### TEXT SEGMENT
▬▬▬▬▬▬▬▬▬▬
Parapipe - paralleling pipeline

Parapipe - paralleling pipeline

Mentioned in Awesome Go tests linters coverage Go Report Card GoDoc

The library provides a zero-dependency non-blocking buffered FIFO-pipeline for structuring the code and vertically scaling your app. Unlike regular pipeline examples you may find on the internet - parapipe executes everything on each step concurrently, yet maintaining the output order. Although, this library does not use any locks or mutexes. Just pure channels.

When to use

  • processed data can be divided in chunks (messages), and the flow may consist of one or more stages
  • data should be processed concurrently (scaled vertically)
  • the order of processing messages must be maintained

Installation

go get github.com/nazar256/parapipe

Usage

  1. Create a pipeline
cfg := parapipe.Config{
    ProcessErrors: false,	// messages implementing "error" interface will not be passed to subsequent workers
}
pipeline := parapipe.NewPipeline(cfg)
  1. Add pipes - call Pipe() method one or more times
concurrency := 5    // how many messages to process concurrently for each pipe
pipeline.Pipe(concurrency, func(msg interface{}) interface{} {
    typedMsg := msg.(YourInputType)     // assert your type for the message
    // do something and generate a new value "someValue"
    return someValue
})
  1. Get "out" channel when all pipes are added and read results from it
for result := range pipeline.Out() {
    typedResut := result.(YourResultType)
    // do something with the result
}

It's important to read everything from "out" even when the pipeline won't produce any viable result. It will be stuck otherwise.
▬▬▬▬▬▬▬▬▬▬
### MATERIAL PROVIDED
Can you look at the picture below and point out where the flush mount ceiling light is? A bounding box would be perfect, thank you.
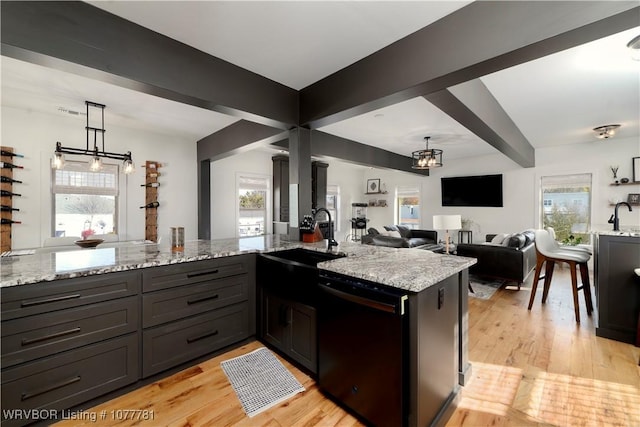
▬▬▬▬▬▬▬▬▬▬
According to the Parapipe page, what does the library rely on instead of locks or mutexes? The material above is separate from the Parapipe page.

It uses only pure channels.